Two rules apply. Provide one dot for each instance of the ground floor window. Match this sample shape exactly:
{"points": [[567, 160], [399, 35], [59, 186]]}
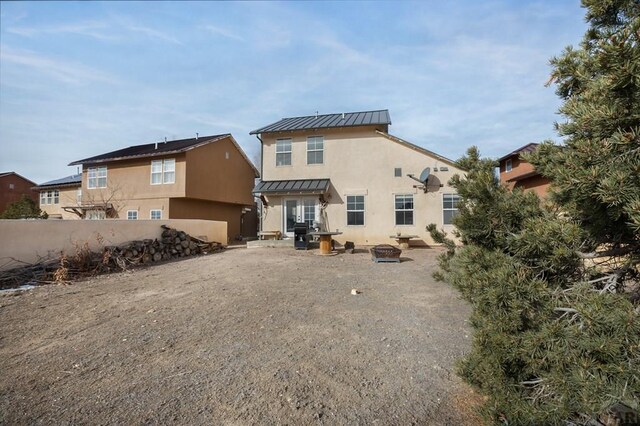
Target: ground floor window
{"points": [[96, 214], [404, 209], [299, 210], [449, 207], [355, 209], [49, 197]]}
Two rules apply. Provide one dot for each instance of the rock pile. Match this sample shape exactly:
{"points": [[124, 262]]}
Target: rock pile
{"points": [[173, 244]]}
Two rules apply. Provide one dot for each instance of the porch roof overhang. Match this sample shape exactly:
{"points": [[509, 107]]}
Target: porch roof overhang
{"points": [[292, 187]]}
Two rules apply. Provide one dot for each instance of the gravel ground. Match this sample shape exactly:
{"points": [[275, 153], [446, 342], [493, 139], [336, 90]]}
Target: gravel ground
{"points": [[246, 336]]}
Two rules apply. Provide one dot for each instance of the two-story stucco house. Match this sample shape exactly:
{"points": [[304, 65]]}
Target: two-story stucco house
{"points": [[516, 172], [207, 177], [13, 187], [345, 172], [59, 197]]}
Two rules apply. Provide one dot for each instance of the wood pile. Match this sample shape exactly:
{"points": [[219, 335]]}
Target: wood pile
{"points": [[173, 244]]}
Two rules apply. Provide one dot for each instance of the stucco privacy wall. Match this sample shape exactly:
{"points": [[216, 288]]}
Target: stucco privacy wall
{"points": [[31, 240]]}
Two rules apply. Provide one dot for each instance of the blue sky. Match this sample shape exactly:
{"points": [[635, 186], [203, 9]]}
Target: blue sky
{"points": [[79, 79]]}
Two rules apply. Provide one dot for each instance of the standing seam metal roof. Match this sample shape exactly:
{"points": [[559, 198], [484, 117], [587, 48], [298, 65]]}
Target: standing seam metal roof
{"points": [[349, 119], [69, 180]]}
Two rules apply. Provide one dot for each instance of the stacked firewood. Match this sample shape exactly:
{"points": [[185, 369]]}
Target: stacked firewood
{"points": [[173, 244]]}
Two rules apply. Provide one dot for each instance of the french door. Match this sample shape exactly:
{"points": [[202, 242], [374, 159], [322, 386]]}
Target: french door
{"points": [[298, 210]]}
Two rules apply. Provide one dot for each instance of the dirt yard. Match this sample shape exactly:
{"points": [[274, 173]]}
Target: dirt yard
{"points": [[247, 336]]}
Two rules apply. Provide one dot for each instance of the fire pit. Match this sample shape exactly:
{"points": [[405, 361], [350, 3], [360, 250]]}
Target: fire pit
{"points": [[385, 253]]}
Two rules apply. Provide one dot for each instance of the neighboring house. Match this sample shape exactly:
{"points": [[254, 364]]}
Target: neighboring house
{"points": [[516, 172], [346, 172], [59, 198], [207, 177], [13, 187]]}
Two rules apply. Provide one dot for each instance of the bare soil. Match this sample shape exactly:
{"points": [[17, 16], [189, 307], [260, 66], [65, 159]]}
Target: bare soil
{"points": [[246, 336]]}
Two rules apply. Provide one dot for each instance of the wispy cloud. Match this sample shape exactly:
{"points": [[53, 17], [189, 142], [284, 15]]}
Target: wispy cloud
{"points": [[216, 30], [66, 72], [114, 28], [152, 33], [95, 29]]}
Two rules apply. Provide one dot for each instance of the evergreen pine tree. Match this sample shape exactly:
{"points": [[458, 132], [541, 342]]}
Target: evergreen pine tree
{"points": [[554, 287]]}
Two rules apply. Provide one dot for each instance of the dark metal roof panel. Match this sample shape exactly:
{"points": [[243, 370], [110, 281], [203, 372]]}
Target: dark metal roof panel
{"points": [[326, 121], [530, 147], [292, 186], [151, 149], [69, 180]]}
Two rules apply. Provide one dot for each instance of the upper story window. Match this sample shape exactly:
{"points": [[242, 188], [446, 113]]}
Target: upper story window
{"points": [[97, 177], [355, 209], [51, 196], [163, 171], [283, 152], [404, 209], [449, 207], [315, 150]]}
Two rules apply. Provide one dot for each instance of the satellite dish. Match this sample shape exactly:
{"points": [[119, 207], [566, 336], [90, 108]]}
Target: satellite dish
{"points": [[424, 176]]}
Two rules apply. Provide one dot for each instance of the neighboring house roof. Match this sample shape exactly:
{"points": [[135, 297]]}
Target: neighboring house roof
{"points": [[73, 180], [161, 148], [524, 176], [418, 148], [530, 147], [3, 174], [325, 121], [300, 186]]}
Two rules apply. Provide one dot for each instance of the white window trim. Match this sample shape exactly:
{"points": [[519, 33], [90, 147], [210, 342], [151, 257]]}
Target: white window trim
{"points": [[97, 177], [163, 172], [315, 150], [290, 152], [364, 209], [448, 209], [404, 210], [49, 197]]}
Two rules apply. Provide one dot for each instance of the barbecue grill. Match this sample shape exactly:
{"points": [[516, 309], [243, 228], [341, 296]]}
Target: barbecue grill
{"points": [[301, 239]]}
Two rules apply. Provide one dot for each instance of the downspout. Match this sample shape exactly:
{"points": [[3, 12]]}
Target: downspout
{"points": [[261, 155], [261, 177]]}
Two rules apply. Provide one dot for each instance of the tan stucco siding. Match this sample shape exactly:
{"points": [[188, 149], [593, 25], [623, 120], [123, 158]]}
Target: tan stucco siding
{"points": [[144, 206], [131, 180], [219, 172], [67, 197], [362, 162], [181, 208]]}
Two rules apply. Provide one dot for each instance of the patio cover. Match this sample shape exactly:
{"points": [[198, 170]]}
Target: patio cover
{"points": [[287, 187]]}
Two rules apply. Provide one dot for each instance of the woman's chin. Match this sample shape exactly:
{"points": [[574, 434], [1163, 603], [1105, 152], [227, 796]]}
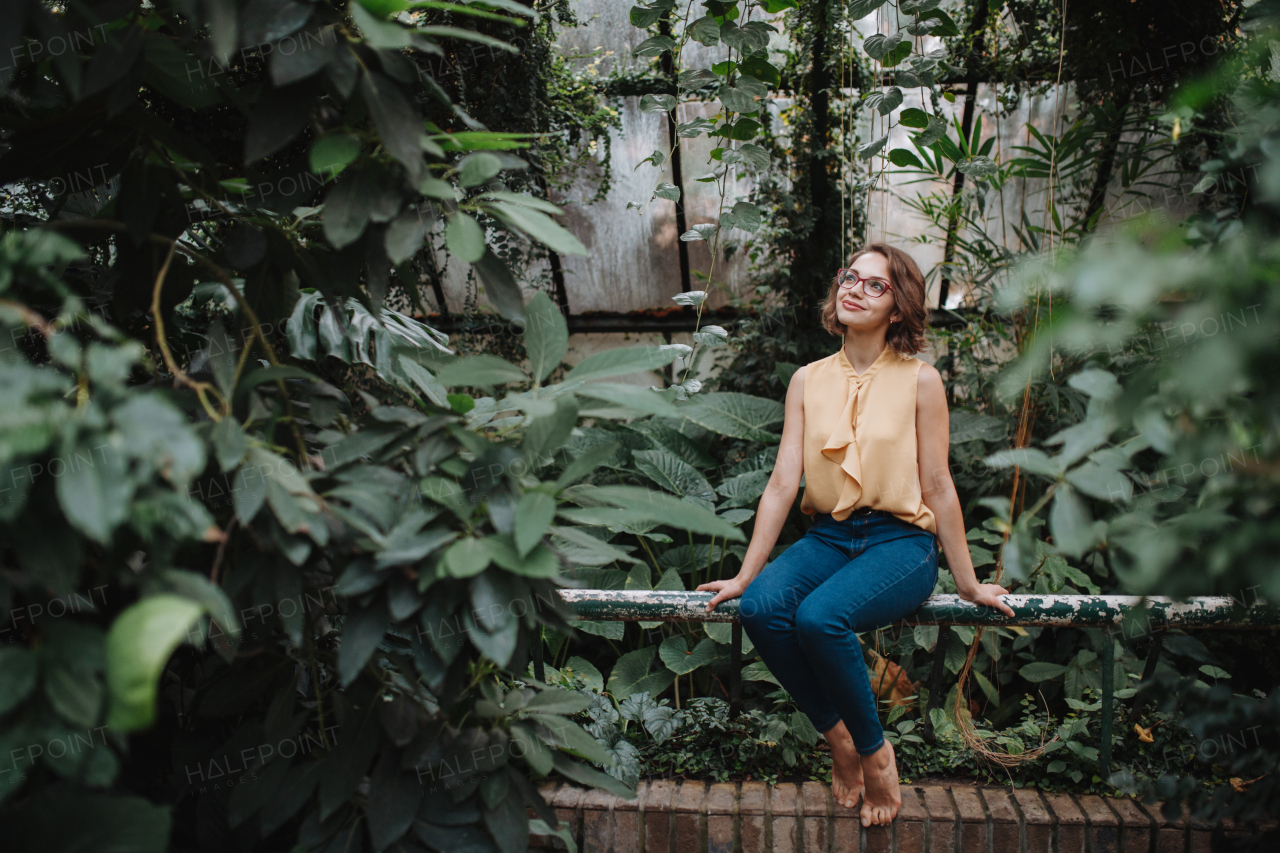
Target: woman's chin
{"points": [[855, 320]]}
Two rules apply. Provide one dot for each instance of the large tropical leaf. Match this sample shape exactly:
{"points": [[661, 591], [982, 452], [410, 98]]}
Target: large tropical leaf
{"points": [[735, 415], [676, 475]]}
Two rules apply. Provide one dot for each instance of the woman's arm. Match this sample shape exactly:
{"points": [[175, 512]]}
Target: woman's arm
{"points": [[937, 489], [776, 502]]}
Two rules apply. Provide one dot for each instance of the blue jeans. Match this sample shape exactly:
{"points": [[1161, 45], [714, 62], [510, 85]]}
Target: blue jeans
{"points": [[804, 609]]}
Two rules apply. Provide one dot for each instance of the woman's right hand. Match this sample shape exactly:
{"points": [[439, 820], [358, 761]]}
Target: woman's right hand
{"points": [[723, 589]]}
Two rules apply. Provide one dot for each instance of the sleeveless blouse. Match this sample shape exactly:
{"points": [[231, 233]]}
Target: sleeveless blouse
{"points": [[859, 438]]}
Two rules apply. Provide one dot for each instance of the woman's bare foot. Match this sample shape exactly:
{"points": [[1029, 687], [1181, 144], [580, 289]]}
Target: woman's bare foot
{"points": [[882, 797], [846, 767]]}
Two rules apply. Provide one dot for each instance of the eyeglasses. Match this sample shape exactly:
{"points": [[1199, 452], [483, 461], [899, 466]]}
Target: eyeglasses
{"points": [[846, 279]]}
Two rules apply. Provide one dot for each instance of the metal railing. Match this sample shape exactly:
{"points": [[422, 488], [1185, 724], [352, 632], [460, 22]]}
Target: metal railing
{"points": [[1134, 614]]}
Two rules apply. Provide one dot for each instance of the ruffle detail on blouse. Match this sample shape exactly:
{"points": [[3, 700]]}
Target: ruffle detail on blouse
{"points": [[841, 446]]}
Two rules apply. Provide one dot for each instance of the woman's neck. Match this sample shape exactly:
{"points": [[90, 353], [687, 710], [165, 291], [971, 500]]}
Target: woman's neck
{"points": [[863, 349]]}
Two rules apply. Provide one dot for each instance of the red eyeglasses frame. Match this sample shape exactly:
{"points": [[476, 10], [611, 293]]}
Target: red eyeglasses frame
{"points": [[859, 278]]}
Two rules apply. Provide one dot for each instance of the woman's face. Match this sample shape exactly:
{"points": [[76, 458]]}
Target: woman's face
{"points": [[859, 311]]}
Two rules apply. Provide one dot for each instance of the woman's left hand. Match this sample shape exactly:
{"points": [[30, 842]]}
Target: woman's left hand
{"points": [[987, 596]]}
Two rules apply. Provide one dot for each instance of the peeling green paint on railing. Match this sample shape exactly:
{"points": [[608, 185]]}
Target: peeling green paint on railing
{"points": [[1207, 611], [1132, 614]]}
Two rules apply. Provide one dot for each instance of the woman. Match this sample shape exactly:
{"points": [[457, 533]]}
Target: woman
{"points": [[868, 429]]}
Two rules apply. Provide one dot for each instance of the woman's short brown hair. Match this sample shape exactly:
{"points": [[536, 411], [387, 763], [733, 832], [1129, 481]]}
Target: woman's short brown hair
{"points": [[905, 336]]}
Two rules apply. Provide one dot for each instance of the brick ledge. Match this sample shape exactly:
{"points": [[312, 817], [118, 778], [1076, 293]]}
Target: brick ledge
{"points": [[670, 816]]}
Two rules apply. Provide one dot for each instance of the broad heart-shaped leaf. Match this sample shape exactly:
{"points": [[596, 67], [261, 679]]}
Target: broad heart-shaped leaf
{"points": [[680, 660], [735, 100], [96, 496], [624, 360], [760, 69], [631, 674], [748, 217], [645, 18], [478, 168], [913, 117], [465, 238], [868, 151], [735, 415], [704, 31], [878, 45], [657, 103], [663, 509], [654, 46], [936, 129], [545, 334], [903, 158], [675, 474], [668, 191], [885, 101], [754, 156], [137, 648]]}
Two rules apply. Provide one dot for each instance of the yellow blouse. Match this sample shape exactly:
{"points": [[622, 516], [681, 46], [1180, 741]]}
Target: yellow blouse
{"points": [[859, 438]]}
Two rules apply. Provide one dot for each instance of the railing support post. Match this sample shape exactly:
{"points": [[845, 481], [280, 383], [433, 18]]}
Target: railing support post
{"points": [[1107, 702], [1157, 643], [940, 664], [735, 670], [539, 670]]}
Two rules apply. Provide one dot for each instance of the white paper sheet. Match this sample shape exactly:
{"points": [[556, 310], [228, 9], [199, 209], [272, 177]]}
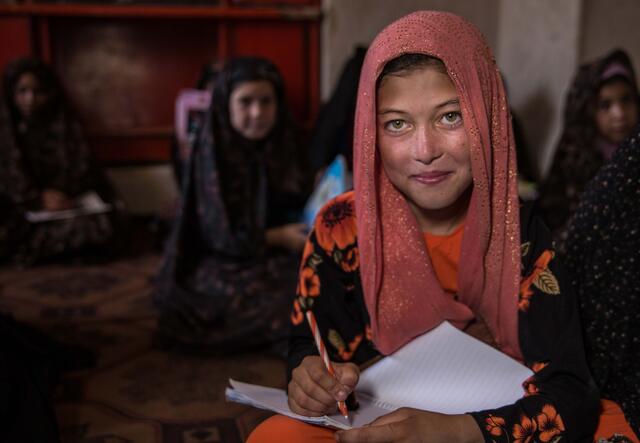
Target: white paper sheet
{"points": [[444, 370]]}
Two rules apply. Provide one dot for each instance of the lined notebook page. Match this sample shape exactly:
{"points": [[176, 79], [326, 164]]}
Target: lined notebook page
{"points": [[276, 400], [448, 371]]}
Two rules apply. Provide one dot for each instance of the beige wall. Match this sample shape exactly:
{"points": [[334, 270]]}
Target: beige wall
{"points": [[537, 52], [610, 23], [349, 23], [538, 46]]}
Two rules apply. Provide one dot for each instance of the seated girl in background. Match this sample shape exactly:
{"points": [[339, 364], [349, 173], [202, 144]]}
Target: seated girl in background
{"points": [[600, 112], [45, 164], [434, 231], [603, 257], [229, 265]]}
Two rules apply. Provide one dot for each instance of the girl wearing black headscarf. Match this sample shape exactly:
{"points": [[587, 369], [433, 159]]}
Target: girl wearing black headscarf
{"points": [[45, 164], [603, 256], [230, 264], [601, 110]]}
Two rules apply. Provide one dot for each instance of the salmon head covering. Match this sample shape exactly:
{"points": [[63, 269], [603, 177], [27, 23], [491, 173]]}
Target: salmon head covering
{"points": [[402, 293]]}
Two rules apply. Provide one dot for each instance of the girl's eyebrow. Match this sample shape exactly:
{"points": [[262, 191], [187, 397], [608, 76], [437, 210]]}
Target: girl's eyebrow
{"points": [[453, 101]]}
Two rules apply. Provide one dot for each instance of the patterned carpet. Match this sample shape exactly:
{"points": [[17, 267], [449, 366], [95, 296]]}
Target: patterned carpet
{"points": [[135, 393]]}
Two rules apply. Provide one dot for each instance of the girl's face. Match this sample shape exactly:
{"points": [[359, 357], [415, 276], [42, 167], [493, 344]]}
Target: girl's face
{"points": [[28, 95], [253, 109], [616, 111], [424, 147]]}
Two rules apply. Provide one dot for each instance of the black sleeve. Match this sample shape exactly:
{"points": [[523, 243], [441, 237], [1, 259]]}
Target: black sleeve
{"points": [[560, 399]]}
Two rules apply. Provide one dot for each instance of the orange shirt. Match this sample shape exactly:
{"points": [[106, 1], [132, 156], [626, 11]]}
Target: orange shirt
{"points": [[444, 251]]}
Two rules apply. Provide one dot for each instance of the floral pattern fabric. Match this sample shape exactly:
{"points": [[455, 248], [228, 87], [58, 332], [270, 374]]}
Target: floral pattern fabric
{"points": [[559, 401]]}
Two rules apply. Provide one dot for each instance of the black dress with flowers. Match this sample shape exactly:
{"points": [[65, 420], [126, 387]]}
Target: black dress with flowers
{"points": [[560, 401]]}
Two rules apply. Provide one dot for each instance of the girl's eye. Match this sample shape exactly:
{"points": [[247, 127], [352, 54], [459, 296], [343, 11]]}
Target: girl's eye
{"points": [[395, 125], [452, 118]]}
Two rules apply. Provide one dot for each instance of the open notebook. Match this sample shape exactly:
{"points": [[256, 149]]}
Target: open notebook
{"points": [[444, 370], [88, 203]]}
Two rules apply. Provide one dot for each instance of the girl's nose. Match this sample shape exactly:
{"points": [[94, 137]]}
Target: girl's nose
{"points": [[426, 149]]}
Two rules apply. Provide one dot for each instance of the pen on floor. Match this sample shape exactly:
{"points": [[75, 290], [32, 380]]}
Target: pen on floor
{"points": [[324, 355]]}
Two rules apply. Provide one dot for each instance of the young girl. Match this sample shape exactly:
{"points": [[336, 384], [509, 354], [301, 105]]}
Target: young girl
{"points": [[45, 164], [603, 257], [434, 231], [601, 111], [228, 268]]}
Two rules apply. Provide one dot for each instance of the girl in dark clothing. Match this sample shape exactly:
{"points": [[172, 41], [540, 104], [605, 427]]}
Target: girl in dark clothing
{"points": [[45, 164], [603, 255], [600, 112], [230, 262]]}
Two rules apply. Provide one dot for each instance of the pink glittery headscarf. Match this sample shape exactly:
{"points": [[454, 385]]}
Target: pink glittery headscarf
{"points": [[402, 293]]}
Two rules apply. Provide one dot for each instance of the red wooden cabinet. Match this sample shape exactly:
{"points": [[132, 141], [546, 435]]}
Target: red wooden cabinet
{"points": [[122, 65]]}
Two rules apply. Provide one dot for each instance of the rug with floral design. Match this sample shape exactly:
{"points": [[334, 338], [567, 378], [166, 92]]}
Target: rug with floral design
{"points": [[134, 393]]}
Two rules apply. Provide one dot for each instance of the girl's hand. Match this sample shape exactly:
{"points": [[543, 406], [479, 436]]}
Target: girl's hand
{"points": [[409, 425], [53, 200], [291, 236], [314, 392]]}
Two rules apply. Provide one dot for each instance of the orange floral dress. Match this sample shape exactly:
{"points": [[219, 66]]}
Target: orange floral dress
{"points": [[559, 400]]}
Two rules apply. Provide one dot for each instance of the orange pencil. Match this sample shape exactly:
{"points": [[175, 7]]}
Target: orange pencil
{"points": [[325, 357]]}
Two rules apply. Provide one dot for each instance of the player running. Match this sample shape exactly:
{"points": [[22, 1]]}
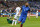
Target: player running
{"points": [[15, 18], [25, 9]]}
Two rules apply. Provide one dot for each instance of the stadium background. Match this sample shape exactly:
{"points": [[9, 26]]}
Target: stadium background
{"points": [[7, 5]]}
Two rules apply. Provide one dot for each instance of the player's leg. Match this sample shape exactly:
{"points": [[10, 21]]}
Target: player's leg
{"points": [[36, 15], [13, 22], [20, 19], [23, 20]]}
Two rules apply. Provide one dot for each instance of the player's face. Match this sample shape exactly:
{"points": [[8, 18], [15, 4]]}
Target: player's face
{"points": [[26, 4]]}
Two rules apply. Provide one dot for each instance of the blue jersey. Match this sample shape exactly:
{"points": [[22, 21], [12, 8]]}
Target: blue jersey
{"points": [[25, 11]]}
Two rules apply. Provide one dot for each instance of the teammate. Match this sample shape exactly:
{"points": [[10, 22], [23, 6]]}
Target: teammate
{"points": [[37, 13], [15, 18], [25, 9]]}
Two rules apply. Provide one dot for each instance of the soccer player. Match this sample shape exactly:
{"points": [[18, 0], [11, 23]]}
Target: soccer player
{"points": [[15, 18], [37, 13], [25, 9]]}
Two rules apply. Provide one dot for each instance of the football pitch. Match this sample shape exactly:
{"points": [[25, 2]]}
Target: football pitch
{"points": [[33, 22]]}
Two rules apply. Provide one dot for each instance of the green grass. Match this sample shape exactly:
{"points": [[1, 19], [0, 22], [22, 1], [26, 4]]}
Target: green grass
{"points": [[33, 22]]}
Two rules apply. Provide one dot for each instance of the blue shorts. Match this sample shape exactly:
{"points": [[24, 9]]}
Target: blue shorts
{"points": [[22, 19]]}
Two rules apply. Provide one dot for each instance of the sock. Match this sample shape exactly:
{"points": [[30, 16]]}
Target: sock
{"points": [[13, 22]]}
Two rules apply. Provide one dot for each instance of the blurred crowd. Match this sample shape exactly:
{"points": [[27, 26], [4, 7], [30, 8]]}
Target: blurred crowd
{"points": [[10, 6]]}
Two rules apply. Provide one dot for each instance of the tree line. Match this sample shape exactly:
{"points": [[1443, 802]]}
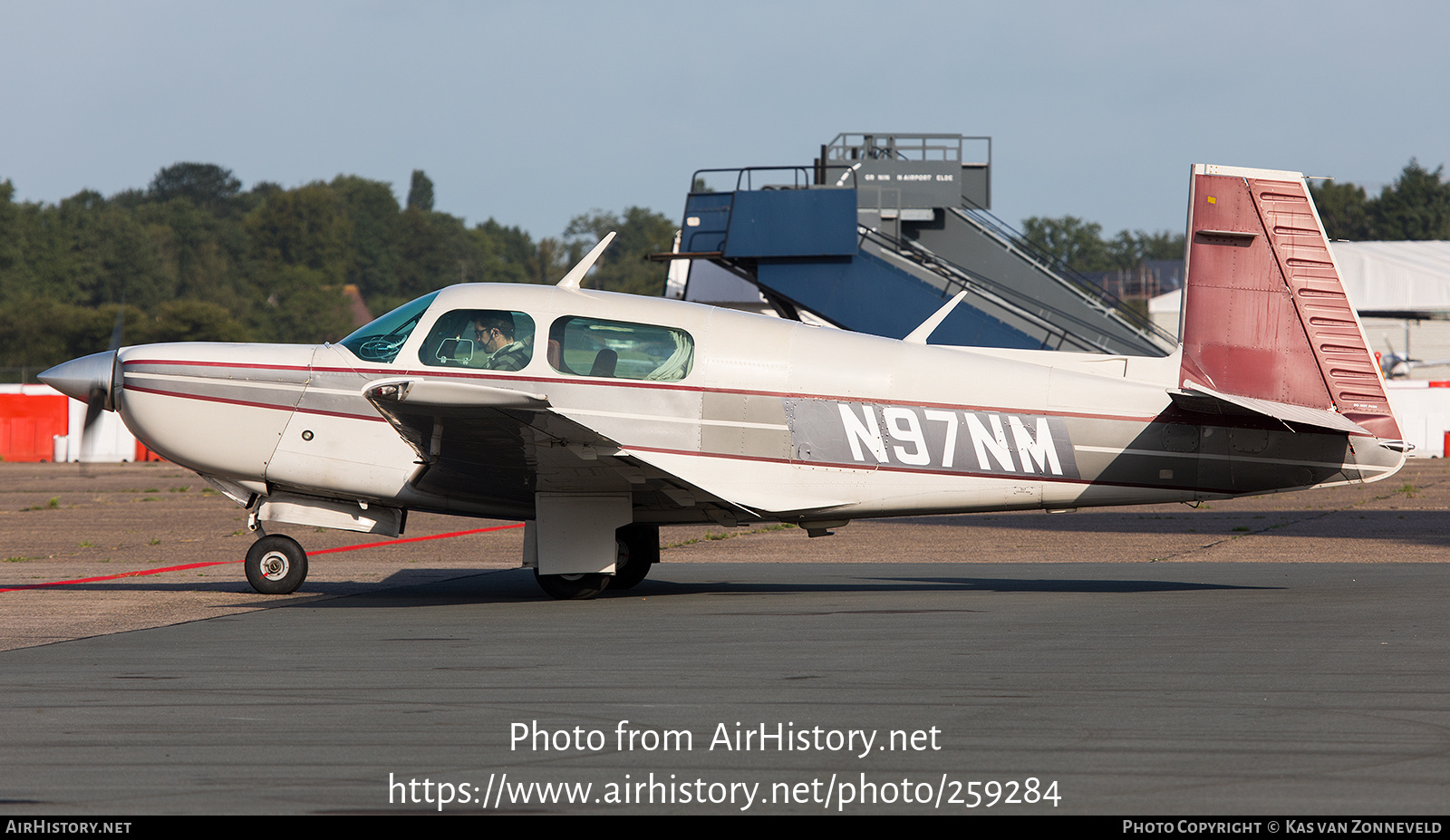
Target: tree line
{"points": [[198, 258]]}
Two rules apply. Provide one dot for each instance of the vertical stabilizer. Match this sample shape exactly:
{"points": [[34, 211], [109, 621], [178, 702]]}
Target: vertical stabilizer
{"points": [[1265, 314]]}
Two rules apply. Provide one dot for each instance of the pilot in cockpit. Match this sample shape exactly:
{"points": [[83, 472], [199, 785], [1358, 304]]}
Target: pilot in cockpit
{"points": [[493, 331]]}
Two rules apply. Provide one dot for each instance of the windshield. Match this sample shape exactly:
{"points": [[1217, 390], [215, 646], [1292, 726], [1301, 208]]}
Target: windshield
{"points": [[382, 340]]}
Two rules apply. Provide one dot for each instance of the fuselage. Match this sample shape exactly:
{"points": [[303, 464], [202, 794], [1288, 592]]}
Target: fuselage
{"points": [[773, 415]]}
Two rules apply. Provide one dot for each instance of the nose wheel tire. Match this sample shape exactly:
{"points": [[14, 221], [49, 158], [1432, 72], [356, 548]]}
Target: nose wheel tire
{"points": [[276, 565]]}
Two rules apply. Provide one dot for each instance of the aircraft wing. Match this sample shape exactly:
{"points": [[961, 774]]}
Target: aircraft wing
{"points": [[497, 447]]}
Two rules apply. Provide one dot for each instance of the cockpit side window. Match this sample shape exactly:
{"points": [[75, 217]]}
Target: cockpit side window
{"points": [[620, 350], [480, 338], [382, 338]]}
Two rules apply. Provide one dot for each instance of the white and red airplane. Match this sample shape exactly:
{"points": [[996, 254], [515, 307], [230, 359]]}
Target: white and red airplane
{"points": [[598, 417]]}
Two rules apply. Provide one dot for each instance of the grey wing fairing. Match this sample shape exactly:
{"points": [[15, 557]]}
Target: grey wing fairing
{"points": [[497, 449]]}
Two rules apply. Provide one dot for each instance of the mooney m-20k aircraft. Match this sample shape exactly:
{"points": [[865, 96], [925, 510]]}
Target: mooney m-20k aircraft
{"points": [[598, 417]]}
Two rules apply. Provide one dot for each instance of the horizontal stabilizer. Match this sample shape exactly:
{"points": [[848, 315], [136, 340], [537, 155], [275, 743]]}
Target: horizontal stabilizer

• • •

__Job__. Only the lines from the one that contains "of the aircraft" to the end of the data should be output, exactly as they appear.

__Task answer__.
Two rules apply. Provide one dot for each instance of the aircraft wing. Match this sample shape exactly:
{"points": [[961, 774]]}
Target: aircraft wing
{"points": [[497, 447]]}
Two rules apply. Provide one dot for each instance of the cockpit side window. Match this sample shape exactly:
{"points": [[75, 217]]}
Target: cockpit side window
{"points": [[620, 350], [480, 338], [382, 338]]}
Two rules apply. Provide one dot for each instance of the white and red airplane. Match this sample shape exactly:
{"points": [[996, 254], [515, 307], [230, 359]]}
Target: white and red airplane
{"points": [[598, 417]]}
Two rules apply. Provide one dot for each instance of the grey wing fairing. Match this sample shape exactly:
{"points": [[15, 557]]}
Target: grey wing fairing
{"points": [[497, 449]]}
Two rules apply. Provide one dot for each instance of the mooney m-20k aircraft. Match this sample shape exactly:
{"points": [[865, 96], [925, 510]]}
Target: mooney m-20k aircraft
{"points": [[598, 417]]}
Two rules apply. Provide one dot for each instance of the horizontal stabilizer. Match this sample shape exactly:
{"points": [[848, 315], [136, 340], [537, 155], [275, 743]]}
Target: horizontal stabilizer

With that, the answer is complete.